What to work on — Please rewrite only the part of the listing below that runs from the line containing "I would be grateful if you could mark the green" down to the line containing "(465, 1226)", both included. Leave every request word for word, and multiply each coordinate in the answers by 0.4, rounding to whole numbers with halves going up.

Record excerpts —
————

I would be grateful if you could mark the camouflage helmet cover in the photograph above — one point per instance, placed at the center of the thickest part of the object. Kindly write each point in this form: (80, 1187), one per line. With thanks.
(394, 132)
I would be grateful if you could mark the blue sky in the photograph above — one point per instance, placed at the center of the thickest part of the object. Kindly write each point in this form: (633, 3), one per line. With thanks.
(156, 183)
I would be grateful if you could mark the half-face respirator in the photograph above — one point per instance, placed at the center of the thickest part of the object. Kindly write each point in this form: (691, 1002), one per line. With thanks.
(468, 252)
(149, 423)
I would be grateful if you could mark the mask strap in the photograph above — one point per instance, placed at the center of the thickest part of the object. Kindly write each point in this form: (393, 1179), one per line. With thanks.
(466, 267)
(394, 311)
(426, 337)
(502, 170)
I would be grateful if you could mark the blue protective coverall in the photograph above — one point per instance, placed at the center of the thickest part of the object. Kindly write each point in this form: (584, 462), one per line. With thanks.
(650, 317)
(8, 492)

————

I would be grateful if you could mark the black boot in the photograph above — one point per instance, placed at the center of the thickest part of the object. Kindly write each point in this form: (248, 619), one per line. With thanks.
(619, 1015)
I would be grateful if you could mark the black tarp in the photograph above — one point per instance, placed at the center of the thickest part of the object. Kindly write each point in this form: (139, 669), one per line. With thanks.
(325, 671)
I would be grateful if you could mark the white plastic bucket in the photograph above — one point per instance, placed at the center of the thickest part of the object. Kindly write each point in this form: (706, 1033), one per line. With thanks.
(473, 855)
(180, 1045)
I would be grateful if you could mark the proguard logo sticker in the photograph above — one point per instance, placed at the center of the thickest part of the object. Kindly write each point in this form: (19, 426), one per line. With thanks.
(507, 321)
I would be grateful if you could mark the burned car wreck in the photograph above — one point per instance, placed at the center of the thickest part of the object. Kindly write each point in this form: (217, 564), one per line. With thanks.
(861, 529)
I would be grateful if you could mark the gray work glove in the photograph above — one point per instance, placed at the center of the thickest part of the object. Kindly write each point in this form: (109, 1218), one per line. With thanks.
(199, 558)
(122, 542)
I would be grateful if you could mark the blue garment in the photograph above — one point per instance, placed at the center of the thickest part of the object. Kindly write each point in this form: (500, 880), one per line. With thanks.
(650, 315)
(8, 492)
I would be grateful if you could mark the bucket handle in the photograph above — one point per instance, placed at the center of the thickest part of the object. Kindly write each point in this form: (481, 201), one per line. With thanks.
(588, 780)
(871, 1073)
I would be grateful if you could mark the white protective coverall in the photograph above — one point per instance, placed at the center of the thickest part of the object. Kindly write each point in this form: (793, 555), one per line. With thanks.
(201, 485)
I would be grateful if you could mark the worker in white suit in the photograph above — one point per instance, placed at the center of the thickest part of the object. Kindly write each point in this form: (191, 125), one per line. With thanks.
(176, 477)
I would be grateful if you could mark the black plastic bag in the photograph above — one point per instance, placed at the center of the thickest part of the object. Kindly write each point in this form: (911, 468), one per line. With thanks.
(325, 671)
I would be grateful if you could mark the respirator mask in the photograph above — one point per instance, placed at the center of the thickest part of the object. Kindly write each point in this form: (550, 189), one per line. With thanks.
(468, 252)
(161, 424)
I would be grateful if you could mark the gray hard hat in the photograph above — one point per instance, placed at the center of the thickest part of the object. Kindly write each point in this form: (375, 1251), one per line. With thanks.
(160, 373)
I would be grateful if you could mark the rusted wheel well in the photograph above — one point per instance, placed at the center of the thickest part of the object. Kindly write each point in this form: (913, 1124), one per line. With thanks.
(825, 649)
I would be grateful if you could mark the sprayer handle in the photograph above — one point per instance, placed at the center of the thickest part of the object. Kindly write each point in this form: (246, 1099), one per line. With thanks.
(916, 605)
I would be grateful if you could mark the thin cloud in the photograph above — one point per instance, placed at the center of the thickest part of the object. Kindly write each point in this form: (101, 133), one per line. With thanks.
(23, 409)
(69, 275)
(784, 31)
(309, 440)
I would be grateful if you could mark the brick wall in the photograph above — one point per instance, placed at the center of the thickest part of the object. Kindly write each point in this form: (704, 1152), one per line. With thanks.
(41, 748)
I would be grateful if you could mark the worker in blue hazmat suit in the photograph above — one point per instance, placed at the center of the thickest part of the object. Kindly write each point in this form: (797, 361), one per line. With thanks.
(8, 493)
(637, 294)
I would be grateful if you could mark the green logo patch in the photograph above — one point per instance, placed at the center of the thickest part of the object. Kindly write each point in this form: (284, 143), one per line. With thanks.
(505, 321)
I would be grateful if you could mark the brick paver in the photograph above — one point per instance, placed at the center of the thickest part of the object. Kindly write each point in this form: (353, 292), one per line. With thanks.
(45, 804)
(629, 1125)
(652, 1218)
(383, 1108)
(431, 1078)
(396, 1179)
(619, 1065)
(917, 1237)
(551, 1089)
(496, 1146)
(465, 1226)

————

Answer to this exercise —
I would be grateful if you could mark the green logo patch in the photograph above — one point per instance, placed at the center of the thickest part of the object. Kindly write each point in this form: (284, 143), one per line. With thanks.
(202, 128)
I would be grateful if you could mark the brick paver in the photograph above — one point per instance, placed at the center of the thickest part of the object. Kindly write each point in this form: (353, 292), one per line. With thanks.
(18, 322)
(252, 450)
(261, 487)
(153, 443)
(172, 431)
(158, 472)
(248, 426)
(367, 495)
(220, 436)
(198, 458)
(186, 490)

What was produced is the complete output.